**PROBLEM DETAILS**: Set the data down once more, in full and exactly.

**DATASET ENTRIES**:
══════

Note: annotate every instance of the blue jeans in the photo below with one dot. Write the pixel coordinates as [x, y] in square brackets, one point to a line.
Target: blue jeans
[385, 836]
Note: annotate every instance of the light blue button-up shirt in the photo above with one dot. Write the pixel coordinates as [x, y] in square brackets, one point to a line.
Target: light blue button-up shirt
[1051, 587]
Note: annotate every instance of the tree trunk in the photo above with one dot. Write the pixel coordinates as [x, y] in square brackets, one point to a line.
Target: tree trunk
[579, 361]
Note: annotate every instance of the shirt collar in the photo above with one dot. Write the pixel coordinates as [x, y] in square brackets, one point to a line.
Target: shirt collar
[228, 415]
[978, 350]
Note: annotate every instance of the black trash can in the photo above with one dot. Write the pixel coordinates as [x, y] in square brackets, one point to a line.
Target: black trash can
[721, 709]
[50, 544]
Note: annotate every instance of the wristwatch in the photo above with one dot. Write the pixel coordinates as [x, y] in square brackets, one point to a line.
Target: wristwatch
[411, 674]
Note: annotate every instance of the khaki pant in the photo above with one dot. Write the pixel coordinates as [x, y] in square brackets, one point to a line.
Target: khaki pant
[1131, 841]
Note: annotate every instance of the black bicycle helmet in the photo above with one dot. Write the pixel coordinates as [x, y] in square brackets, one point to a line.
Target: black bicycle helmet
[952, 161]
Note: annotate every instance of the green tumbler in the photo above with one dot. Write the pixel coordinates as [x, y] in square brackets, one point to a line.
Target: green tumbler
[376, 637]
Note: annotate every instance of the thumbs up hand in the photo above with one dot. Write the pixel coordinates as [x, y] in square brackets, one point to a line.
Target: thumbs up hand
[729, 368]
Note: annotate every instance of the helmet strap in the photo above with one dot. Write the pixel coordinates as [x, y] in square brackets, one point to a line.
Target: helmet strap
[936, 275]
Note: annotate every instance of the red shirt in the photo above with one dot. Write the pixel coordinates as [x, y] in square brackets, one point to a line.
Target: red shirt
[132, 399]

══════

**ANSWER FOR THE TASK**:
Note: annotate every instance of the blue jeans in the photo below with one dot. Write the pixel coordinates as [x, y] in square brackets, one point to a line.
Target: blue jeans
[385, 836]
Note: annotate every instance of the light blue button-up shirt in the photo above with one dot. Write the pixel coordinates as [x, y] in square brackets, one point to a line.
Target: light blue button-up shirt
[1051, 587]
Note: annotate every instance of the tree trunk in the photo above with one dot. Write the pixel coordinates as [x, y] in square brackets, one point to a line.
Target: tree trunk
[579, 361]
Note: annotate every instance of the shirt collar in the photo above with one dot. Write the pixel coordinates as [x, y] in square brackets, one point to a line.
Target: shirt collar
[228, 415]
[978, 350]
Note: annotate every instance of the black trash can in the photo above with one dot. Write the pixel coordinates as [x, y] in square brackets, one point to a line.
Target: black trash can
[721, 709]
[50, 544]
Note: annotate every instance of the wristwatch in the photo above with one dot. Write the pixel coordinates as [x, y] in square brackets, one point to a line.
Target: wristwatch
[411, 674]
Note: annotate every instance of the khaki pant in the photo above with one dot. Write the pixel coordinates as [x, y] in square brackets, one point to a line.
Target: khaki pant
[1131, 841]
Note: annotate every instance of the black bicycle helmet in the photo above with one dot. Write the pixel coordinates as [x, y] in square brackets, one point to a line.
Target: black bicycle helmet
[952, 161]
Note: annotate every instance of the green tumbler in the photo above with one dot. Write the pixel coordinates as [x, y] in square brackets, one point to a line.
Target: green tumbler
[376, 637]
Note: annotate every instance of the thumbs up hand in the photo above with one dot. Write the pixel coordinates as [x, y] in square brackets, one point to a line.
Target: thumbs up hand
[729, 368]
Note: annotate every instance of the helmet strap in the photo above with one dot. Write the pixel coordinates as [x, y] in square brackets, one point to a line.
Target: helmet strap
[936, 275]
Note: annotate every instance of the red shirt in the photo above with one dot. Write the pixel coordinates as [x, y] in square brackets, one point to a line.
Target: red shirt
[132, 399]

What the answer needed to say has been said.